** Begin MATERIAL SUPPLIED **

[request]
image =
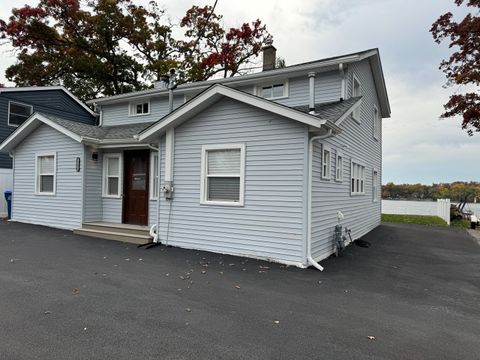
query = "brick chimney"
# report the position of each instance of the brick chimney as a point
(269, 56)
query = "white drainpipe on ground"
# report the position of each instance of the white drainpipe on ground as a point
(310, 260)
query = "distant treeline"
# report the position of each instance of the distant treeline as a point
(455, 191)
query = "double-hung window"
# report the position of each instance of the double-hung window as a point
(223, 172)
(326, 162)
(139, 108)
(339, 167)
(112, 175)
(356, 92)
(46, 166)
(18, 113)
(154, 184)
(357, 179)
(273, 91)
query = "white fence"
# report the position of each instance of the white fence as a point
(6, 182)
(443, 209)
(440, 208)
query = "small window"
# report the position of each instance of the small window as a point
(326, 162)
(18, 113)
(377, 123)
(154, 185)
(140, 108)
(112, 170)
(222, 180)
(357, 179)
(339, 167)
(356, 92)
(46, 174)
(375, 186)
(273, 91)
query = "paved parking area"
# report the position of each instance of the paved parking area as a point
(415, 292)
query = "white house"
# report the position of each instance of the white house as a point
(258, 165)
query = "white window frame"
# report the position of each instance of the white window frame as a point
(154, 176)
(375, 186)
(37, 174)
(339, 174)
(107, 156)
(17, 103)
(326, 170)
(259, 88)
(203, 180)
(132, 108)
(356, 114)
(354, 191)
(376, 123)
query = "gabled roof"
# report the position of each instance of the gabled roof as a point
(326, 64)
(216, 92)
(335, 111)
(82, 133)
(46, 88)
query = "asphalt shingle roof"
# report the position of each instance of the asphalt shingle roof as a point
(100, 133)
(331, 111)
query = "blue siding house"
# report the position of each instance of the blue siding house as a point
(19, 103)
(264, 165)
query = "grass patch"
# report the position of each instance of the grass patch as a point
(414, 219)
(461, 223)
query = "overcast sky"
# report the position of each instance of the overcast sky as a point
(417, 146)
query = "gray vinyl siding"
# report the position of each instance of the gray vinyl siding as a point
(62, 210)
(329, 196)
(270, 224)
(93, 208)
(54, 102)
(327, 88)
(118, 114)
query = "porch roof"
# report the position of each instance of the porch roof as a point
(90, 134)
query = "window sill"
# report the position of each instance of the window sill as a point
(357, 194)
(222, 203)
(135, 115)
(45, 194)
(275, 98)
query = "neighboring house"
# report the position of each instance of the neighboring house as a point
(258, 165)
(16, 106)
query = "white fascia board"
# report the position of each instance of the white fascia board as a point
(30, 125)
(210, 96)
(348, 112)
(44, 88)
(291, 71)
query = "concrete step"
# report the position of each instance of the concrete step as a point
(118, 228)
(114, 235)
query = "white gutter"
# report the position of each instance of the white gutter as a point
(310, 260)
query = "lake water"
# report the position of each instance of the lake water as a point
(407, 207)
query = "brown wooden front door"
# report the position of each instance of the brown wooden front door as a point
(135, 202)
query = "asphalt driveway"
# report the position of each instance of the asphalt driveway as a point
(415, 292)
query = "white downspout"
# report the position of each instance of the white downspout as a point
(341, 69)
(310, 260)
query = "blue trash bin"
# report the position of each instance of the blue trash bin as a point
(8, 197)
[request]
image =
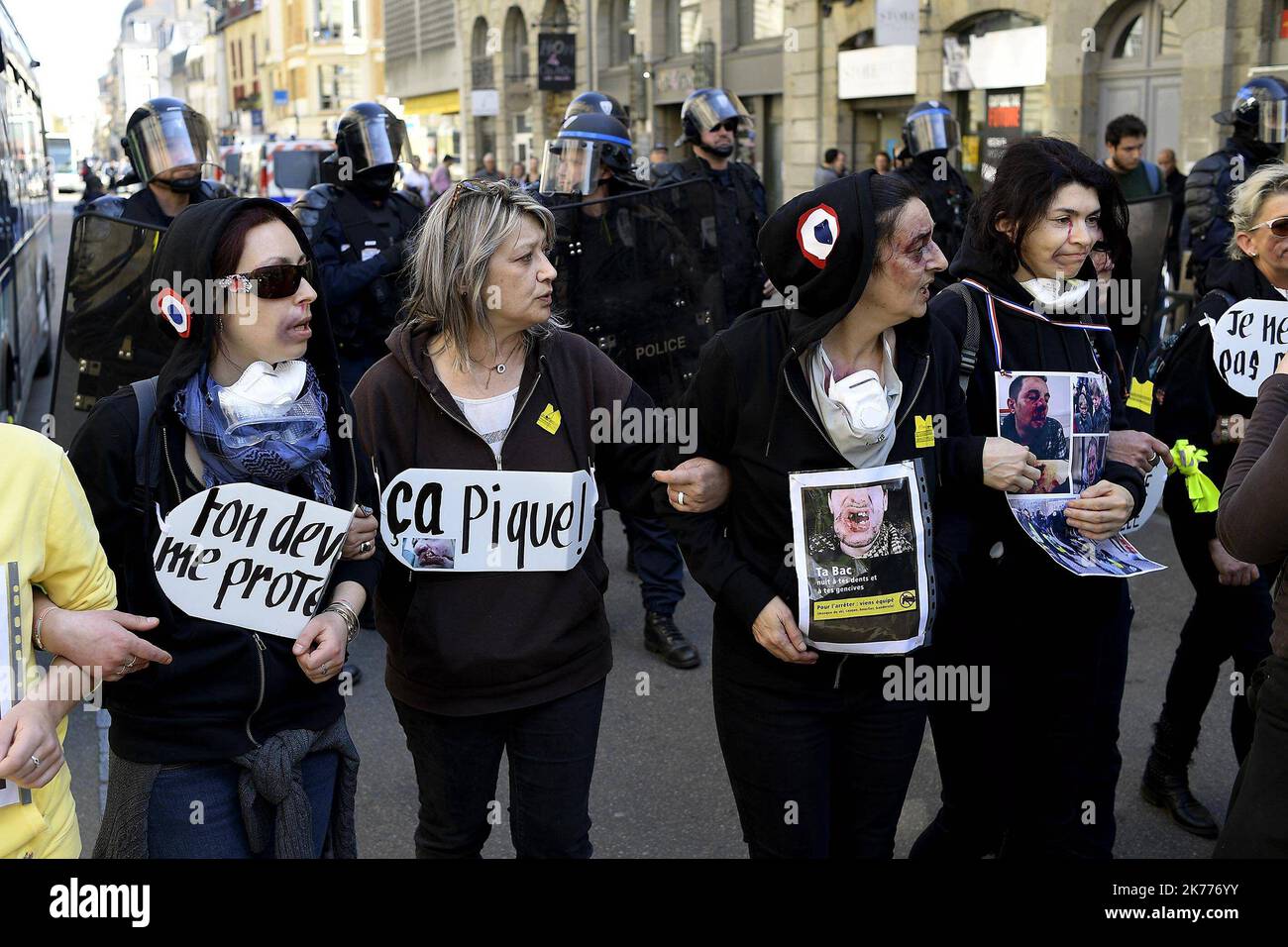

** End MATERIAL SUPPLIED **

▸ INSTRUCTIONS FOR THE TASK
Which lines in the records above contain the string "hung" with matching case? Copy each one in full.

▸ THE RESPONSE
query = "double-hung window"
# report the position of each instance of the double-hung window as a point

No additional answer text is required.